▶ **Work to complete**: Output the data word for word, dropping every image.

(Dataset rows on where objects appear)
↓↓↓

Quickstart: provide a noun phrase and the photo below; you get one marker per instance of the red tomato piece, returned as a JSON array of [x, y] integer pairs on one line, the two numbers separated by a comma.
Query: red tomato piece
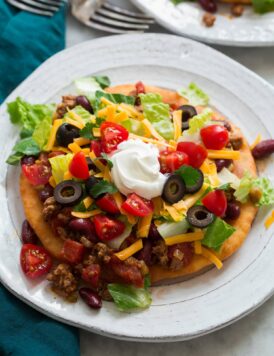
[[196, 153], [112, 134], [91, 274], [78, 166], [170, 161], [106, 228], [215, 137], [216, 202], [108, 204], [37, 173], [35, 260], [140, 88], [73, 251], [96, 147], [137, 206]]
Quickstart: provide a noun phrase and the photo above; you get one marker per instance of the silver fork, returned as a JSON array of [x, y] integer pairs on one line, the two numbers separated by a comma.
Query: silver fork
[[104, 16], [40, 7]]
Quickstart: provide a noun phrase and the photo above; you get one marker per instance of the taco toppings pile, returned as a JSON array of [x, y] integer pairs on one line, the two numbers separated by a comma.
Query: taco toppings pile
[[130, 185]]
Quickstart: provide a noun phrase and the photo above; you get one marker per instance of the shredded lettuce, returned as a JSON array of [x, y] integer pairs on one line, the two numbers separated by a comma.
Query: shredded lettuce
[[129, 298], [158, 114], [248, 182], [60, 165], [195, 95], [216, 234]]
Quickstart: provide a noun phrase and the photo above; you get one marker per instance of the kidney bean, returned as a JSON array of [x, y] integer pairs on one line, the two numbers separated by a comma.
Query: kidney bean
[[263, 149], [84, 226], [208, 5], [222, 163], [28, 236], [46, 193], [91, 298], [84, 102], [145, 253], [232, 211]]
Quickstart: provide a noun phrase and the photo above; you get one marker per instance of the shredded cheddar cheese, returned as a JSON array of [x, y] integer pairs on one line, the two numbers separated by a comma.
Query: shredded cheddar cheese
[[131, 250], [144, 225], [212, 257], [223, 154], [189, 237], [269, 221]]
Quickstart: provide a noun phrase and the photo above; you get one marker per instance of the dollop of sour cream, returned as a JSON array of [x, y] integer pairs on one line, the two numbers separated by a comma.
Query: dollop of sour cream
[[136, 169]]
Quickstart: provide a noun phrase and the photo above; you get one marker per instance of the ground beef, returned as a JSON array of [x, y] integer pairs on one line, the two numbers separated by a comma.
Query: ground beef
[[68, 102], [50, 208], [160, 253], [63, 281], [209, 19]]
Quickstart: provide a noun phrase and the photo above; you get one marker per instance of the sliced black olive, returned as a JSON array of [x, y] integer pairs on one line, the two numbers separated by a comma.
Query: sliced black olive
[[188, 112], [68, 192], [174, 189], [197, 185], [90, 183], [199, 216], [66, 134]]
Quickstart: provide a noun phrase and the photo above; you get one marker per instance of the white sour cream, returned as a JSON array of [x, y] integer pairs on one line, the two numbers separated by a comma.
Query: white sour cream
[[136, 169]]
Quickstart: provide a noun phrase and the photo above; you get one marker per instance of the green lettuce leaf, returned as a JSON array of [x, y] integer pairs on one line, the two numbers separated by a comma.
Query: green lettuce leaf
[[28, 116], [263, 6], [42, 131], [216, 234], [60, 165], [195, 95], [158, 114], [129, 298]]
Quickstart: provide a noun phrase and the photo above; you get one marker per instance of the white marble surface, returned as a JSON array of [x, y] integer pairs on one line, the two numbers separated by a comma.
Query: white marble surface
[[252, 335]]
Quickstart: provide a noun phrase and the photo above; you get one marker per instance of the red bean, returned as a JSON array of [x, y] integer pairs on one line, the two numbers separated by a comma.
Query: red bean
[[84, 226], [263, 149], [208, 5], [28, 236], [84, 102], [91, 298], [233, 211], [222, 163]]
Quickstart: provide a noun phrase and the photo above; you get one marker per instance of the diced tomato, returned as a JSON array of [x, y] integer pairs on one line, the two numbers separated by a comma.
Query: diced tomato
[[112, 134], [35, 260], [216, 202], [91, 274], [196, 153], [170, 161], [215, 137], [55, 153], [72, 251], [106, 228], [108, 204], [140, 88], [129, 274], [96, 147], [137, 206], [78, 166], [37, 173]]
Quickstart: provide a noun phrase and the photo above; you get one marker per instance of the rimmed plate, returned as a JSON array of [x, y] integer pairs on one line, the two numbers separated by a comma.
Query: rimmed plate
[[184, 310], [249, 30]]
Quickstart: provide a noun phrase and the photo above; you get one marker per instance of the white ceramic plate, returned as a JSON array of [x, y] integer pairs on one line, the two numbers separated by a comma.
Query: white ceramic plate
[[183, 310], [250, 30]]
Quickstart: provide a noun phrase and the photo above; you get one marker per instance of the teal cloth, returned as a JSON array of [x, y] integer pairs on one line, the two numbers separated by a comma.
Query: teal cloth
[[26, 40]]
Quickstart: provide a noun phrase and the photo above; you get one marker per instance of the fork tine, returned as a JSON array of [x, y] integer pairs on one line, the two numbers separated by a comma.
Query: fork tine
[[39, 5], [126, 18], [120, 24], [125, 12], [29, 8], [99, 26]]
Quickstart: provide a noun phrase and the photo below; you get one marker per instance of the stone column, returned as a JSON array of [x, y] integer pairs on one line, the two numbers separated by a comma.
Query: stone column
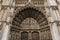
[[6, 30], [54, 31]]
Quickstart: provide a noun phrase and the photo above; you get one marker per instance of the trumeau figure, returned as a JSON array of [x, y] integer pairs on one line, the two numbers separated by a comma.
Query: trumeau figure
[[29, 19]]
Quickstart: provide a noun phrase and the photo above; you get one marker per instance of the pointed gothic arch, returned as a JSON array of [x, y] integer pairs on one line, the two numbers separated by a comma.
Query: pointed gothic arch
[[29, 12]]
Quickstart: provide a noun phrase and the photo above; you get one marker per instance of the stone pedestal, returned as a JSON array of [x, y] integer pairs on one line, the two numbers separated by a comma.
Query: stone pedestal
[[6, 30]]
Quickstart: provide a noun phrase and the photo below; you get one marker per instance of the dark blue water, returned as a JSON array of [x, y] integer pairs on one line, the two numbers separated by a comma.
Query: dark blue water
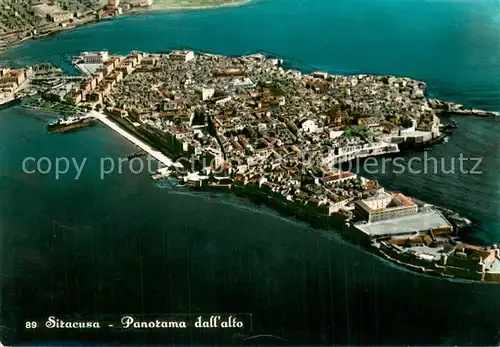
[[121, 245]]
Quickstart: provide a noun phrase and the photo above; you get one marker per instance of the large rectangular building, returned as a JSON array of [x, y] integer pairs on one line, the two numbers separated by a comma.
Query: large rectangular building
[[385, 206]]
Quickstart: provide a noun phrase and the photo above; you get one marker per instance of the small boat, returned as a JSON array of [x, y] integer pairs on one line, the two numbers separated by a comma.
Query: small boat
[[136, 155]]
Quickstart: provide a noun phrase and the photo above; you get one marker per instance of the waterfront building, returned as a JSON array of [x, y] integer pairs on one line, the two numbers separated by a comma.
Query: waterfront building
[[409, 225], [385, 206], [94, 57], [58, 17], [113, 4], [337, 177], [13, 76], [184, 56]]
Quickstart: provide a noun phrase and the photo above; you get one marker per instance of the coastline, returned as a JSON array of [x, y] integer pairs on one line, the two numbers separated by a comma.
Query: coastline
[[152, 142], [153, 9]]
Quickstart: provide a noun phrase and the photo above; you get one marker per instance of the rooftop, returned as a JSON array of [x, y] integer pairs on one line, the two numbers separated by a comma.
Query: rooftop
[[417, 222]]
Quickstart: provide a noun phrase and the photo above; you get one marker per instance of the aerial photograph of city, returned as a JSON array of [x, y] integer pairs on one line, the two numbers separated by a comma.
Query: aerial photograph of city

↑↑↑

▶ **Output**:
Quickstart: provide a noun phrase and the photo below; you get one marker per instance of the red tomato piece, returned as a JSON array of [x, y] integer pairs on one line, the two numbers separated by a comma.
Query: red tomato piece
[[196, 153], [112, 134], [91, 274], [78, 166], [170, 161], [106, 228], [215, 137], [216, 202], [108, 204], [37, 173], [35, 260], [140, 88], [73, 251], [96, 147], [137, 206]]
Quickstart: provide a noun phrase and the photo above; you get one marker per instance of the silver fork, returned as a JSON array of [x, y] integer pairs on one line, the two numbers separated by a comma.
Query: silver fork
[[104, 16], [40, 7]]
Quickstart: provide a noun phrase and the photo above; you get one marker per instance of the taco toppings pile, returned as a JSON array of [x, y] integer pairs on one line, the two numbers separated by a comma.
Query: taco toppings pile
[[130, 185]]
Quickstart: provide a noun phrase and the photo above; you get one marker per instance of the shredded lettuce, returned as a JSON array of [x, y] integer pairs on one line, the two numbers separated by a comma.
Query: shredded lettuce
[[129, 298], [158, 114], [248, 182], [60, 165], [195, 95], [216, 234]]
Quickstart: provide a noun phrase and the photo above; you get one marker per instance of the kidney bean, returned as a JSON array of [x, y] integer pairs on one line, the two numbers separated by a comma.
Query: kidney bean
[[263, 149], [84, 226], [208, 5], [222, 163], [28, 236], [46, 193], [91, 298], [84, 102], [145, 253], [232, 211]]
Quickstart: provide a noun phrase and the photo above; you get one marker per instance of the shredded cheddar cheese, returned as a JSON array of [x, y] integer pairs on one line, the two numbers separated by a comma.
Query: shredded cheddar cheese
[[131, 250], [144, 225], [212, 257], [223, 154], [189, 237], [269, 221]]
Quickstart: provide a noun phrase and the photo above; you get one marker per instance of the dollop of sour cream, returned as a JSON array of [x, y] integer pairs on one line, the two numbers separated by a comma.
Query: dollop of sour cream
[[136, 169]]
Quickstart: provide a noun phrase and the photo above; you get one marker per instance of the ground beef, returned as a JSON array of [x, y] integer pairs on one line, the two numbers separated by a comma.
Query: ground beef
[[68, 102], [50, 208], [160, 253], [63, 281], [209, 19]]
Quickstart: provide a noun phrase and the photo above; you get one marker per instance of the sliced black olive, returned as a JSON array of [x, y] integer pairs on one line, the two numbers separated by a comma.
Query: sliced black olive
[[188, 112], [68, 192], [174, 189], [197, 185], [90, 183], [199, 216], [66, 134]]
Quickstart: provide a noun phrase and the photo above; you get one marker per instance of the white sour cream, returned as a JSON array of [x, y] integer pairs on one line, the two numbers separated by a comma.
Query: white sour cream
[[136, 169]]
Quickstart: provide a noun phrase and the photo above; you get one marker per instance of the green lettuce leaf, returned as a JSON array of [x, y] integer pairs on one line, the two numbers separated by a comma.
Query: green lettuce leaf
[[28, 116], [263, 6], [42, 131], [216, 234], [60, 165], [195, 95], [158, 114], [129, 298]]
Quickstart: provide a noun phrase and the photo above; you get one marker per instance of the white marble surface, returned as a JSON array of [x, y] integer pairs on one line, the two numbers separated by a comma.
Query: white marble surface
[[252, 335]]
Quickstart: provide a noun phrase and the photo above; you get one marker per instance of the red bean, returned as a JSON array of [x, y] integer pairs on one line, the two numbers separated by a comma.
Query: red bean
[[84, 226], [263, 149], [208, 5], [28, 236], [84, 102], [91, 298], [233, 211], [222, 163]]
Quickstart: provide a noun phrase and the photo above; you get one marker per instance of the diced tomato, returned as a JSON array of [x, y] integer pairs on one line, the two numbers separated by a comma.
Query: diced tomato
[[112, 134], [35, 260], [216, 202], [91, 274], [196, 153], [170, 161], [215, 137], [55, 153], [72, 251], [106, 228], [108, 204], [140, 88], [129, 274], [96, 147], [137, 206], [78, 166], [37, 173]]
Quickstart: provide a noun phrase and the photo above; you get one marker per instance of the rimmed plate, returned as a JSON array of [x, y] integer pairs on one line, the two numbers separated by a comma.
Query: rimmed plate
[[184, 310], [249, 30]]
Quickstart: provide a noun phrase and the photo above; you get one marker per instance of the white ceramic plate, returned as a JSON array of [x, y] integer pairs on one line, the two numbers separated by a comma.
Query: white ceramic plate
[[183, 310], [250, 30]]
Quickstart: provide a noun phrase and the photo above; you get one marker per instance of the teal cloth, returned as a JSON array of [x, y] integer pairs on one line, the two numbers separated by a comma.
Query: teal cloth
[[26, 40]]
Quickstart: provide a noun phrase and the photo above; you get one marker per instance of the fork tine, returned as a JSON array of [x, y] integer pairs on one line, the two numbers separated by a comma.
Query: fork tine
[[39, 5], [126, 18], [120, 24], [125, 12], [29, 8], [99, 26]]
Quickstart: provide a noun phrase and the photo below; you get one marker per instance of the stone column, returned as a JSON array of [x, y] integer pairs on one line, the two numbers separated by a comma.
Query: stone column
[[6, 30], [54, 31]]
Quickstart: provide a noun phrase and the photo above; you get one marker per instance of the trumeau figure, returned as a JSON array of [x, y] integer pairs on one line, the two numbers separated by a comma.
Query: trumeau figure
[[29, 19]]
Quickstart: provide a noun phrase and the photo above; you get one marker per instance of the pointed gothic arch, returned as a JSON array of [x, y] integer pairs on one line, the two numbers separated by a comma.
Query: pointed gothic arch
[[29, 12]]
Quickstart: provide a noun phrase and the photo above; you get one marker per instance of the stone pedestal, returned as a JSON array of [x, y] integer pairs on one line, the two numbers separated by a comma.
Query: stone pedestal
[[6, 30]]
Quickstart: provide a noun phrase and the photo below; you get one marker per instance of the dark blue water, returned as a JSON array of [x, y] integer pairs on one line, the two numbers separated by a comma.
Query: dark blue water
[[121, 245]]
Quickstart: provide a noun phrase and the photo above; you get one marker per instance of the large rectangular building, returned as a JSON array of [x, y] integer pairs on one line, the two numbers separated by a comma.
Query: large rectangular building
[[385, 206]]
Quickstart: provide a noun phrase and the photo above; you get one marker per instance of the small boat, returned as a JSON array of [x, y] integer pairs on one line, the two numbers separated by a comma.
Query: small boat
[[136, 155]]
Quickstart: provide a noun phrase and the photo above; you get one marker per instance of the waterfront building, returned as a JSON array of [x, y] integer pairs on one line, the two numbers separated by a comma.
Query: waterfront building
[[409, 225], [385, 206], [94, 57], [58, 17], [113, 4], [337, 177], [13, 76], [184, 56]]
Quickstart: provide a noun phrase and the photo above; you get one marker per instance of the coastline, returned as a JSON array of [x, y] integer pairs on one line, the two numbers separated by a comma.
Query: coastline
[[152, 142], [153, 9]]
Quickstart: provide a noun phrase and the photo above; you get one marker per instance of the rooftop, returned as a JSON array of [x, y] integer pairs on one line, the two numbers separated by a comma.
Query: rooftop
[[417, 222]]
Quickstart: provide a noun phrase and the photo above; you get one marker per instance of the aerial photograph of city, returned as a JSON array of [x, y] integer pairs on one line, the two numbers separated by a comma.
Query: aerial photograph of city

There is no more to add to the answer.